++++ EXCERPTED TEXT

It also helps to remember how early “currently involved” can be. A studio can be consulted without being the main developer. A studio can build prototypes without being the final team. And a franchise can be planned in parallel across movies and games without those plans being tightly linked. So the Retro comment should not be treated as a warning sign. It’s just a reminder that assumptions are not facts, even when they feel comforting.
Why Donkey Kong is a smart movie pick for Nintendo
If Nintendo is looking for the next animated project that can stand on its own, Donkey Kong is a strong candidate on paper. The character is iconic without being complicated. You do not need a lore lecture to understand what you’re looking at: a powerful gorilla, a vivid jungle world, chaotic obstacles, and a cast of personalities that can be played for comedy or action. That “instant readability” is gold in family animation, because you can hook kids visually while giving older fans the satisfaction of recognizable references and character beats.
There’s also a tone advantage. Donkey Kong stories can be big and silly without feeling forced. Physical comedy fits. Musical moments can fit. Over-the-top villains can fit. That gives writers room to make something fun even for viewers who have never touched a controller. And for fans, it opens the door to the kind of set pieces that animation does best: mine cart chaos, barrel launches, collapsing temples, and the sort of stunt logic that would be expensive and awkward in live action.
A character who already fits animation
Some game characters look amazing in motion but become awkward when they have to “act” like a movie protagonist. Donkey Kong dodges that problem because the character’s appeal is already physical. Even in games, Donkey Kong communicates through movement, attitude, and exaggerated reactions. That translates cleanly to animation, where personality can be expressed through timing and body language as much as dialogue. You can make Donkey Kong funny without turning him into a stand-up comedian. A raised eyebrow, a smug grin, or a slow turn toward the camera can do the job.
That also helps Nintendo protect the character. Nintendo is careful about how its icons are portrayed, and animation gives more control over how the character looks, moves, and feels compared to live-action interpretation. If Nintendo’s recent film direction is any hint, it likely prefers projects where it can keep characters on-model and consistent with the brand identity fans recognize instantly.
Comedy, action, and family appeal without forcing it
Donkey Kong’s world naturally balances action and comedy in a way that doesn’t require complicated justification. The stakes can be simple: protect the home, stop a villain, recover something stolen, survive a ridiculous challenge. That simplicity is a strength, not a weakness. It lets the movie lean into pace and spectacle instead of drowning in exposition. And because Donkey Kong has a large supporting cast across the franchise, the story can introduce side characters that add flavor without needing to turn the plot into a crowded checklist.
For viewers, it’s the difference between a movie that feels like homework and a movie that feels like a theme park ride. And if Nintendo wants a family-friendly film that can sell itself globally, Donkey Kong has the kind of universal physical humor that travels well across languages. A barrel gag lands whether you’re watching in English, Dutch, or anything else.
What a Donkey Kong movie could borrow from the games
The games offer a buffet of cinematic ideas that do not need heavy lore. Jungle exploration and temple puzzles can create a classic adventure structure. Mine cart sequences can deliver speed and danger with a playful edge. Rival characters can create fun tension without becoming grim. Even the classic “banana hoard” idea can be used as a running joke that keeps the tone light while still giving the characters a clear motivation. The best approach would be to borrow the feeling of the games, not a rigid plot summary from any single title.

++++++++
++++ DATASET EXCERPT

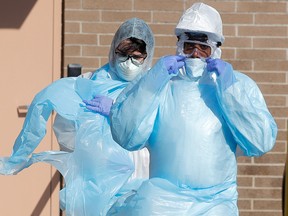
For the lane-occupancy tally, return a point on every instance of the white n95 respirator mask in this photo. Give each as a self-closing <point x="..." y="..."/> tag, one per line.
<point x="127" y="70"/>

++++++++

= INSTRUCTIONS TO FOLLOW =
Rewrite the Donkey Kong passage from "What a Donkey" to "any single title.", putting "feast" in place of "buffet". The data shown here comes from a separate source and is unrelated to the Donkey Kong passage.

= TASK RESPONSE =
What a Donkey Kong movie could borrow from the games
The games offer a feast of cinematic ideas that do not need heavy lore. Jungle exploration and temple puzzles can create a classic adventure structure. Mine cart sequences can deliver speed and danger with a playful edge. Rival characters can create fun tension without becoming grim. Even the classic “banana hoard” idea can be used as a running joke that keeps the tone light while still giving the characters a clear motivation. The best approach would be to borrow the feeling of the games, not a rigid plot summary from any single title.